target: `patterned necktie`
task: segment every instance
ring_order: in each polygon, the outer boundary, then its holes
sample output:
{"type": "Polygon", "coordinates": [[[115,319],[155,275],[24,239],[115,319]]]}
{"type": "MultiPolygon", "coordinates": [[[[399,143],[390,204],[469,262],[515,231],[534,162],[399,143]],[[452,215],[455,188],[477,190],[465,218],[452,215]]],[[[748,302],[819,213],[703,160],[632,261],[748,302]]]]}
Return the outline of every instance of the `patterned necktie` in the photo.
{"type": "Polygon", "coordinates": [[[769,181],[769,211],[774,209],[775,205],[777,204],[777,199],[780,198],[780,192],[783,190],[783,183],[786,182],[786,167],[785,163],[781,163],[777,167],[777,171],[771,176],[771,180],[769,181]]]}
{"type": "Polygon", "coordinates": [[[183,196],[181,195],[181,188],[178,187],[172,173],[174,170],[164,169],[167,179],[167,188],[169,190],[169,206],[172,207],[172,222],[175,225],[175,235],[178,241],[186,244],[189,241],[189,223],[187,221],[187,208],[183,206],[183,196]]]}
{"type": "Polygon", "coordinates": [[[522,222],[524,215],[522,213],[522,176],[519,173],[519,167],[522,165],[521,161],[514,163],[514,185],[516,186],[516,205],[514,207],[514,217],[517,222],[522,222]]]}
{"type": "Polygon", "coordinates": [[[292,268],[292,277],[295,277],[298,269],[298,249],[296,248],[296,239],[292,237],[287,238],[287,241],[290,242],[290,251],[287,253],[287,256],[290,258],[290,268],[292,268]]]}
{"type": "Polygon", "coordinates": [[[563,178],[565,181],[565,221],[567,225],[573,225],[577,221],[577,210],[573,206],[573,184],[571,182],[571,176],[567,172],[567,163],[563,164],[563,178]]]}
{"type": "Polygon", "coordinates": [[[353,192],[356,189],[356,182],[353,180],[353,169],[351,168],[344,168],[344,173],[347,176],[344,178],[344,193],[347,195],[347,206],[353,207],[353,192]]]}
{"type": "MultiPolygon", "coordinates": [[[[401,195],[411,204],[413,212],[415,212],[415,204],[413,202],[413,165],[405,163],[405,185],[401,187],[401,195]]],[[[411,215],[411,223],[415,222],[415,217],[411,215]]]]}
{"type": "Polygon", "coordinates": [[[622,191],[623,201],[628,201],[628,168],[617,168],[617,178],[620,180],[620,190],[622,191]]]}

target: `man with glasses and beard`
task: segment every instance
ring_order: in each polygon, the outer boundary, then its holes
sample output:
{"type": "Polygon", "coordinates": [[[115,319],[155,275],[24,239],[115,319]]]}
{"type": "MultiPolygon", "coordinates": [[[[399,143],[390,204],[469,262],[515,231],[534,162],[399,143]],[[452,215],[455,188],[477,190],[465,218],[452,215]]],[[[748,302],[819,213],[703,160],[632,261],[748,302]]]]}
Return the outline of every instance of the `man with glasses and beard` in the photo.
**********
● PROBLEM TO SOLVE: State only the number of lines in the rows above that contain the string "every".

● EXERCISE SOLUTION: 4